→ Aim of the exercise
Copy each line of the following material exactly.

_____

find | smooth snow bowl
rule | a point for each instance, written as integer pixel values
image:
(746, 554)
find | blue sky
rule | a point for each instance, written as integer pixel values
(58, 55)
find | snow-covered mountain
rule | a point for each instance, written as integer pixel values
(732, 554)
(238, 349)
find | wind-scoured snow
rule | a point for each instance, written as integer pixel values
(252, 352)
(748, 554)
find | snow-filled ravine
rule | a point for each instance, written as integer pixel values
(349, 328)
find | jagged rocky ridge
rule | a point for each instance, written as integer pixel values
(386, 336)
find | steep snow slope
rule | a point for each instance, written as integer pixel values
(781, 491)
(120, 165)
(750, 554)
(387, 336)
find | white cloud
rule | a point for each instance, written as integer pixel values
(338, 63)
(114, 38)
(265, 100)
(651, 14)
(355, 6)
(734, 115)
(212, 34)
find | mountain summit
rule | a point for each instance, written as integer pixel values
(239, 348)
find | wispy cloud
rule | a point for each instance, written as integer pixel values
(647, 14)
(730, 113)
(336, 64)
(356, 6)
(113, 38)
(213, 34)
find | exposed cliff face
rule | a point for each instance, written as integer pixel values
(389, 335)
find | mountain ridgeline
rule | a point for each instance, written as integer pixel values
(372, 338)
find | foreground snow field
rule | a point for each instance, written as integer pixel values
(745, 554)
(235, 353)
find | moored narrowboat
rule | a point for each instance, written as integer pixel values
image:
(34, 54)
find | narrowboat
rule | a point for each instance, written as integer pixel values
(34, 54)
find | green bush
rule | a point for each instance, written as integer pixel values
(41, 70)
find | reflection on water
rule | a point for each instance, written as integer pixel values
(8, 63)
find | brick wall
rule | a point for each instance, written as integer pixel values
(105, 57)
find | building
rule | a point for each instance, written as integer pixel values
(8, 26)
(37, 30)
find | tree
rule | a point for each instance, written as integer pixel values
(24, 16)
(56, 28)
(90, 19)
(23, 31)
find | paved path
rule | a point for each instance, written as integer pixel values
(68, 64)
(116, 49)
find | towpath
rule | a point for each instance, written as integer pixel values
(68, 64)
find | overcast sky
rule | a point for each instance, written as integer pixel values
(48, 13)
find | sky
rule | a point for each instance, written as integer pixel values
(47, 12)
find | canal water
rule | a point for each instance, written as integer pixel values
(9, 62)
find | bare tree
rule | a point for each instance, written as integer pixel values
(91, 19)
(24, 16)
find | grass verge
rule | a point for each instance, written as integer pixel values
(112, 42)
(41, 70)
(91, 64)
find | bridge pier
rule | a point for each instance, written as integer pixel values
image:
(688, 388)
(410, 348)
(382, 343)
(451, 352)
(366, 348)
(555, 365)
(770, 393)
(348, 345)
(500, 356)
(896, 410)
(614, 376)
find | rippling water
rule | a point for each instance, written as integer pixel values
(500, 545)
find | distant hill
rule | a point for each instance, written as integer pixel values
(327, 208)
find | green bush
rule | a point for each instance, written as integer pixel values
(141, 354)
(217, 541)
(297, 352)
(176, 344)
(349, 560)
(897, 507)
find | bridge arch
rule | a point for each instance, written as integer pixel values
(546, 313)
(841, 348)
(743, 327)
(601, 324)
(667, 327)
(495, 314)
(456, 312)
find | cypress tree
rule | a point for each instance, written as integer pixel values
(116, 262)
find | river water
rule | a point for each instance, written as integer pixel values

_____

→ Exercise answer
find | smooth snow bowl
rule | a point for each instance, written as integer pixel values
image:
(746, 554)
find | blue sky
rule | a point for each instance, written as integer pixel values
(58, 55)
find | snow-covered mountain
rule | a point for each instance, written as integer pixel values
(732, 554)
(238, 349)
find | wind-scoured snow
rule | a point for each instance, written as integer pixel values
(252, 352)
(748, 554)
find | snow-filled ravine
rule | a point for each instance, written as integer pixel values
(349, 328)
find | jagged rocky ridge
rule | a point for each instance, written as integer pixel values
(386, 336)
find | steep snow slope
rule | a point for each instance, written as integer pixel values
(781, 491)
(120, 165)
(750, 554)
(387, 336)
find | white cloud
rule | a point for each instance, written as integer pixel values
(338, 63)
(114, 38)
(265, 100)
(651, 14)
(355, 6)
(734, 115)
(212, 34)
find | mountain summit
rule | a point for each instance, written as integer pixel values
(239, 348)
find | wispy cloud
rule | a point for each instance, written as integer pixel values
(647, 14)
(730, 113)
(336, 64)
(356, 6)
(113, 38)
(213, 34)
find | exposed cliff face
rule | a point for each instance, written as integer pixel values
(389, 335)
find | mountain ridgeline
rule | a point for each instance, written as integer pixel values
(372, 338)
find | foreground snow field
rule | a point for each instance, written as integer pixel values
(745, 554)
(235, 353)
find | moored narrowboat
rule | a point for each instance, written as integer pixel values
image:
(34, 54)
find | narrowboat
rule | a point for each instance, written as integer pixel values
(34, 54)
find | green bush
rule | a point for each instance, written as integer pixel values
(41, 70)
find | reflection on water
rule | a point for each instance, written as integer pixel values
(8, 63)
find | brick wall
rule | a point for each instance, written as integer pixel values
(105, 57)
find | building
rule | a point for each instance, written as integer pixel values
(8, 26)
(37, 30)
find | tree
rule | a point for each instance, written as integer pixel values
(24, 16)
(56, 28)
(90, 19)
(23, 31)
find | paved path
rule | a point for each instance, written as integer pixel values
(68, 64)
(116, 49)
find | towpath
rule | a point for each instance, written as integer pixel values
(68, 64)
find | overcast sky
rule | a point for each instance, written as integer pixel values
(48, 13)
find | sky
rule | a point for each instance, written as integer pixel values
(47, 12)
find | canal water
rule | a point for each instance, written as integer pixel values
(9, 62)
find | bare tree
rule | a point for each instance, written as integer pixel values
(91, 19)
(24, 16)
find | grass verge
rule | a point for each instance, written as integer pixel values
(112, 42)
(41, 70)
(91, 64)
find | bridge pier
rule | a point for each instance, written as integer pixel values
image:
(688, 388)
(410, 348)
(382, 343)
(451, 352)
(366, 348)
(555, 365)
(770, 393)
(348, 345)
(500, 356)
(896, 410)
(614, 376)
find | rippling water
rule | a point for each instance, written as integer pixel values
(500, 545)
find | distant hill
rule | a point for each instance, written as integer pixel values
(327, 208)
find | green bush
rule | a point for each instance, written as integer pixel values
(141, 354)
(217, 541)
(297, 352)
(176, 344)
(349, 560)
(897, 507)
find | bridge arch
rule | a point for each instance, written as integer pixel values
(546, 313)
(841, 348)
(743, 327)
(601, 324)
(667, 327)
(495, 314)
(456, 312)
find | cypress tree
rule | a point for each instance, written as integer pixel values
(116, 262)
find | river water
rule | a point for each instance, written as integer pixel values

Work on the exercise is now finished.